§ **Goal**:
Rewrite all of the items below, replacing "largest disc" with "biggest circle" and keeping everything else the same. Leave the pictures out of your copy.
[begin The data]
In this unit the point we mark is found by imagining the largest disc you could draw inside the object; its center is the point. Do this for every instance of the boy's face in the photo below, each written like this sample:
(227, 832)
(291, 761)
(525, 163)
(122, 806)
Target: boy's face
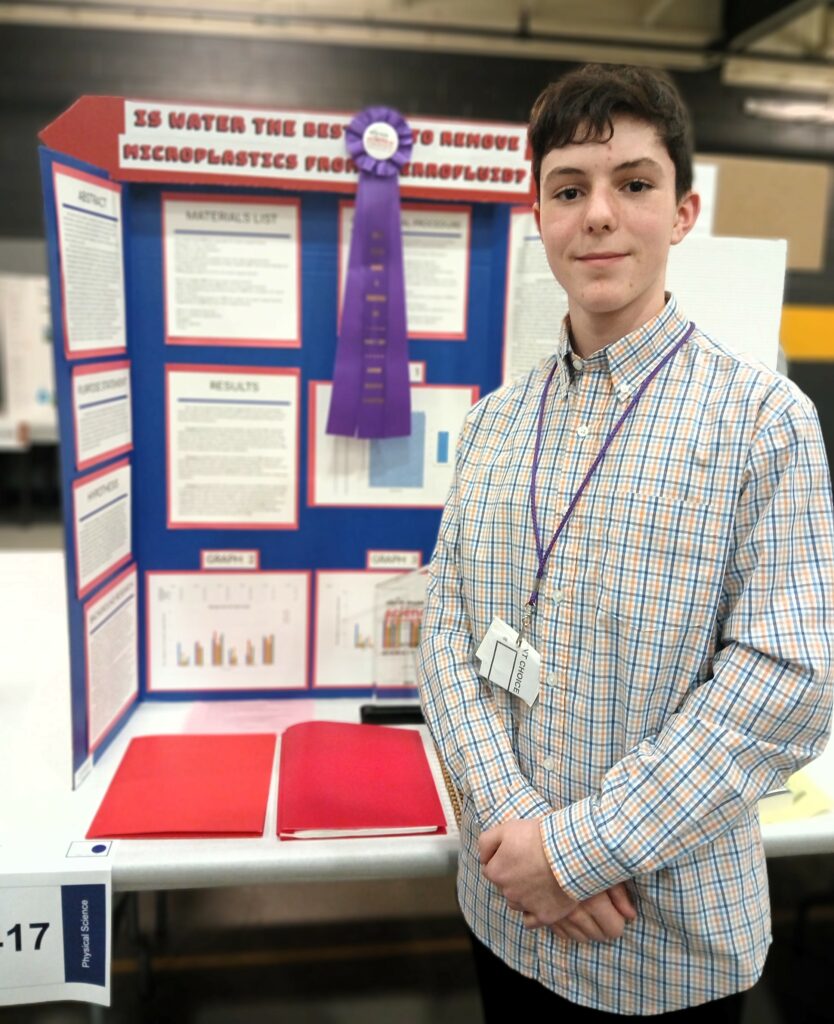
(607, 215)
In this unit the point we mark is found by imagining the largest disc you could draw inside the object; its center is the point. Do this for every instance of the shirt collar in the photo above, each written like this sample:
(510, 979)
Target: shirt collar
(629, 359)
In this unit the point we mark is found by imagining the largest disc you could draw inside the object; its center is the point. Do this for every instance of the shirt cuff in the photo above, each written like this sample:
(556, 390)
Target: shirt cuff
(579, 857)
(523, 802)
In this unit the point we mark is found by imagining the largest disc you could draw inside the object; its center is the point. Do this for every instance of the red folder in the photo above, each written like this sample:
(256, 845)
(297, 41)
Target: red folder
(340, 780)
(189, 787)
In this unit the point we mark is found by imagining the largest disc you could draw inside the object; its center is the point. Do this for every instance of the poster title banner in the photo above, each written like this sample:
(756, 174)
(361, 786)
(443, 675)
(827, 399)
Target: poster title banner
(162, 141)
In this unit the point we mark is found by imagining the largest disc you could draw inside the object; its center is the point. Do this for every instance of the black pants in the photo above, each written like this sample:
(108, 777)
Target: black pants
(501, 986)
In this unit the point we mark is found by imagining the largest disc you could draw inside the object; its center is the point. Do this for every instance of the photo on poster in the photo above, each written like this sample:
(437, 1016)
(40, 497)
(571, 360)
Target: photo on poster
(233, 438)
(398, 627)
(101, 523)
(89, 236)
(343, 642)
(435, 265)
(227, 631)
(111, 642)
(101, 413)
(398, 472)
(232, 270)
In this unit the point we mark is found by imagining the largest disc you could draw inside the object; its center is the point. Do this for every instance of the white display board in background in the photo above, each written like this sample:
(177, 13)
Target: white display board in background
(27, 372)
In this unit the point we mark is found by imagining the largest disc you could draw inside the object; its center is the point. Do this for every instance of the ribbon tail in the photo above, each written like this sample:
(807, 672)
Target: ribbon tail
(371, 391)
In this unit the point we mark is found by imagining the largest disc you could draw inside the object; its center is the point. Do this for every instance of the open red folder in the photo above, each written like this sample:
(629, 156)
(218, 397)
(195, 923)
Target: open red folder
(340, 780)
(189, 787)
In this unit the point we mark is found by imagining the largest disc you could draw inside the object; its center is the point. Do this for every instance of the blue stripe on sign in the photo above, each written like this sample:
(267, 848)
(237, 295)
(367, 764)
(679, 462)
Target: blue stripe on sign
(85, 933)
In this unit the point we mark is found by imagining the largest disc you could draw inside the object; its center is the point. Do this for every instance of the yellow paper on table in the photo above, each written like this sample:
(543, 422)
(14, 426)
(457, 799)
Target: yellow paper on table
[end The data]
§ **Answer to the exercise**:
In this unit the point we mark is found by imagining the biggest circle you could draw inside the object; its center is the point. Do this for every instance of the boy's face in the photo below, each written like this sample:
(227, 832)
(291, 761)
(525, 163)
(122, 806)
Target: boy's face
(607, 215)
In this unit the point we mark is found by imagining the biggest circle you could draw inside the object; its center is the point. Do this for every instance of the shirt collar in the photo above, each written like this sample:
(510, 979)
Target: shirt collar
(629, 359)
In this unit the point we mark is found by imagining the biggest circle you could draw inside the object; its center is the point. Do this for every instance of the shirt cuff in the photo above, each written like this sample:
(556, 390)
Target: shirt cuff
(579, 857)
(523, 802)
In this unit the point we mark is found by imagining the biggest circle you could draw inside the object; its center is the point. Do this for every instance of the red folder in the photo above, each written like this sample:
(256, 845)
(297, 41)
Target: red folder
(340, 780)
(189, 787)
In this unit the point we mark is found by imagining the biggest circle you could draw inside the object; its center is the point. Do this for every instance of the poster title banner in the photo above, each written like this sample:
(756, 174)
(361, 786)
(443, 675)
(827, 399)
Target: poster title banner
(162, 141)
In this unit the point we mark is found by imagining the biggest circle you could draw inside the object; its center is the point. Do this for every instance of the black pants in the photo above, each written like this sample:
(108, 777)
Target: black pants
(501, 986)
In this unit the point we mark is found by imagining the biggest circle you could draw inside the object; its center is the point. Do this for every instance of the photo on poster in the photo above, each written like this sample:
(437, 1016)
(40, 497)
(571, 360)
Target: photo on poster
(233, 438)
(398, 627)
(101, 523)
(89, 236)
(343, 642)
(435, 265)
(227, 631)
(111, 642)
(101, 413)
(398, 472)
(232, 270)
In this unit the point we mark is found by imagining the biggest circle you could draw inside the object; its center is the point. Do this for every instance of the white display board in background in the photo above, each written like this sample:
(177, 13)
Target: white display board in background
(27, 372)
In this unit the point we mark is found by imagining the biggest circle you could draw inside the object; its center is the point. Do this for every instance of the ribbon tail in the photo above, each written like this sample:
(807, 672)
Target: ribbon tail
(371, 391)
In this unit the point we mark is found by imagining the biggest circle you could draw inside the object; its center is the point. Do this for every instance of the open red folder in the photo above, each written like this sample:
(629, 156)
(218, 397)
(195, 923)
Target: open red folder
(340, 780)
(189, 787)
In this unit the point we mark is found by imagining the biggest circle you could draw inside the object; its center is the point. Do this for every instance of the blue stripe on sign in the photo above, each written like this sample:
(267, 848)
(237, 295)
(367, 764)
(679, 462)
Target: blue stripe on sign
(85, 933)
In this unit the point we mark is found by imagining the biggest circle you could draw inside the object; its center is the point. Do this for every instance of the yellow paper on table in the photo above, each written like this sample:
(543, 422)
(14, 426)
(457, 799)
Target: yellow paper on table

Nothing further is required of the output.